Task prompt: Return every record verbatim.

Extracted data entries:
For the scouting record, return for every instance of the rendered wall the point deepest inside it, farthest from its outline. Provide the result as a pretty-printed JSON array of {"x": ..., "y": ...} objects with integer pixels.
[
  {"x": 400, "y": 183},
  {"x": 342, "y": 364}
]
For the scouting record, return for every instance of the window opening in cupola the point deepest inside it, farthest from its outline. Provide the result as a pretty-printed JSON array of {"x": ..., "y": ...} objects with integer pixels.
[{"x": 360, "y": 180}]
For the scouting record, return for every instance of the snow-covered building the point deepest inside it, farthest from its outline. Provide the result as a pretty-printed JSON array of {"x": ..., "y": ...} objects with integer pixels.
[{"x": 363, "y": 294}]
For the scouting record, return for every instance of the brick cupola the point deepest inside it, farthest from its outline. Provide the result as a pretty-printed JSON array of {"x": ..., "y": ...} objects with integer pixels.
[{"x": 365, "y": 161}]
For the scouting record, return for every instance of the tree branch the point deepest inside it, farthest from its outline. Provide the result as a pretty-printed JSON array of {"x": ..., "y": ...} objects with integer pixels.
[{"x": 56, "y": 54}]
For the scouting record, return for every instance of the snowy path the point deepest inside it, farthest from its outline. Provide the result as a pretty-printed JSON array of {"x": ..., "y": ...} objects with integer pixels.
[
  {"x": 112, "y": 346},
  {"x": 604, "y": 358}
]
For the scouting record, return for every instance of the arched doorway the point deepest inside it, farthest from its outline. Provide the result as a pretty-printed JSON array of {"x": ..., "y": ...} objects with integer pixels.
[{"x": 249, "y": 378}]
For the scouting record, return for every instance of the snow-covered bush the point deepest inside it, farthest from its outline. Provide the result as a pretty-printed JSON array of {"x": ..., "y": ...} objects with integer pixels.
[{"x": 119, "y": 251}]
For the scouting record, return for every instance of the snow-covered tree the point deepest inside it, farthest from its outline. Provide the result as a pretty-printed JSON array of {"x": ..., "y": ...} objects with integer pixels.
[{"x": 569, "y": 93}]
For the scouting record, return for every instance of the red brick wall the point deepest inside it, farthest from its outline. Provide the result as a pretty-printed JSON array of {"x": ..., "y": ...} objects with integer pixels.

Answer in full:
For the scouting record, return for every instance of the rendered wall the point deepest inside it, farthest from its outline. Provide the result as a pretty-printed JSON array of {"x": ..., "y": ...} objects with integer pixels.
[
  {"x": 400, "y": 183},
  {"x": 342, "y": 364}
]
For the scouting record, return for every instance of the window opening in cupola the point deepest inside it, farthest from its outline. Provide the result as a pretty-printed JSON array of {"x": ..., "y": ...} objects with integer pixels.
[{"x": 360, "y": 180}]
For the scouting record, return for every instance of the snow-covered building the point deepest inside it, farthest from its outline. Provide the result as a pretty-printed JSON array of {"x": ..., "y": ...} objects with integer pixels.
[{"x": 363, "y": 294}]
For the scouting record, return for every instance of the brick cupola the point deepest inside it, farthest from its outline. Provide the result as a pretty-printed JSON array of {"x": ..., "y": ...} objects with integer pixels.
[{"x": 365, "y": 161}]
For the scouting record, return for every instance of the tree branch the point deepest inside it, farthest from its outline. Provide the result as a pretty-printed JSON array of {"x": ..., "y": ...} objects with integer pixels.
[{"x": 56, "y": 54}]
For the scouting record, return for every instance of the snowy path the point deepest inside it, farthest from its outline. Provide the result as a pretty-printed JSON array of {"x": ..., "y": ...} objects with integer pixels.
[
  {"x": 112, "y": 346},
  {"x": 604, "y": 358}
]
For the scouting record, return for every instance of the arched doorway the point deepest inside it, farthest from its outline. Provide the result as a pretty-printed JSON array of {"x": ..., "y": ...} objects with integer pixels.
[{"x": 249, "y": 378}]
For the scouting record, return for every instance of the snow-covered bush the point deepest inside it, farthest from its outline. Provide the result as a pretty-printed JSON array of {"x": ..., "y": ...} objects with integer pixels.
[{"x": 119, "y": 251}]
For the scouting record, return for every instance of the snow-covered tree the point deepest inside it, farthest from its outline. Provide the result as a pretty-printed JSON array of {"x": ..., "y": ...} objects with integer pixels.
[{"x": 569, "y": 93}]
For the scouting record, return for every instance of the red brick wall the point deepest inside it, farthest from its outline. Provide the result as a pretty-printed JSON array of {"x": ..., "y": ...} objects with integer pixels.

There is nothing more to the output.